[Dataset entries]
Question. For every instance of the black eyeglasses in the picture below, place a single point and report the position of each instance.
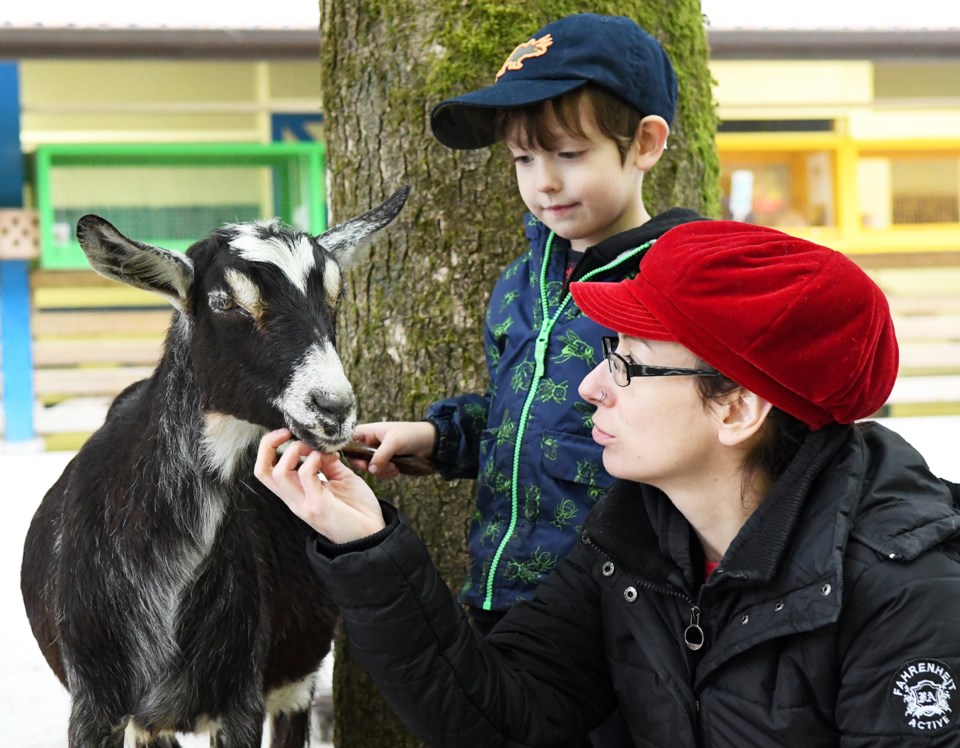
(624, 371)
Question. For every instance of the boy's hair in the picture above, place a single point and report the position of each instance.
(527, 126)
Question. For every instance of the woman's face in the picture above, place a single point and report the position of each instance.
(655, 430)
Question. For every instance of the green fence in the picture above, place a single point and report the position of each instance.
(173, 194)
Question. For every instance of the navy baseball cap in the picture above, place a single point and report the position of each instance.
(612, 52)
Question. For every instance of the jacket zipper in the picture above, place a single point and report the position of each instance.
(693, 635)
(540, 355)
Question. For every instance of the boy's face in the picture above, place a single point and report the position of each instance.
(580, 188)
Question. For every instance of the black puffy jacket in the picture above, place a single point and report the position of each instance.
(833, 619)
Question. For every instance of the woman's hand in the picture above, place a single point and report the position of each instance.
(321, 490)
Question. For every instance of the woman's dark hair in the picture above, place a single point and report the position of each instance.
(527, 125)
(780, 437)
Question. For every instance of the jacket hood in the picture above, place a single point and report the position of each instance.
(905, 509)
(863, 481)
(612, 247)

◆ PROBLEM DESCRIPTION ◆
Write the records above out again word for word, skipping each picture.

◆ OUTPUT FOR THIS TASK ◆
Question. For every instance of the black eyeglasses in the picture below, place a single point and report the position of each instance.
(624, 371)
Question. For every instance of the boy's hair in the picture above, place a single point and report the position of each instance.
(527, 126)
Question. For every instance of the woman's face in the picture above, place a single point and report the position of each instance.
(655, 430)
Question. For every instance of the green fence in the picture above, place a single point and report the position of each instance.
(173, 194)
Question. For every instance of the navy baseball cap in the picture above, place a single point and report the position of each instance.
(612, 52)
Question. For every instance of the jacket zipper in the picture above, place a single point and report the position of each instance.
(693, 635)
(540, 355)
Question. For every instance of the boy's face in the picture above, place a single point and report the position of each instance.
(580, 188)
Question. For every instance of the black puffy jacket in the picture above, place a single point and report the position of each instance.
(833, 619)
Question. For every instance of the woman's hand in the picture above, place a single point and report the position of each instance.
(321, 490)
Question. For every instance of the woman's dark hair in the picture above, place a single point and report the position of each instance.
(527, 125)
(780, 437)
Question. For every instance of the jacket hood in the picture above, place a single point and report the position of each instance.
(905, 509)
(863, 481)
(612, 247)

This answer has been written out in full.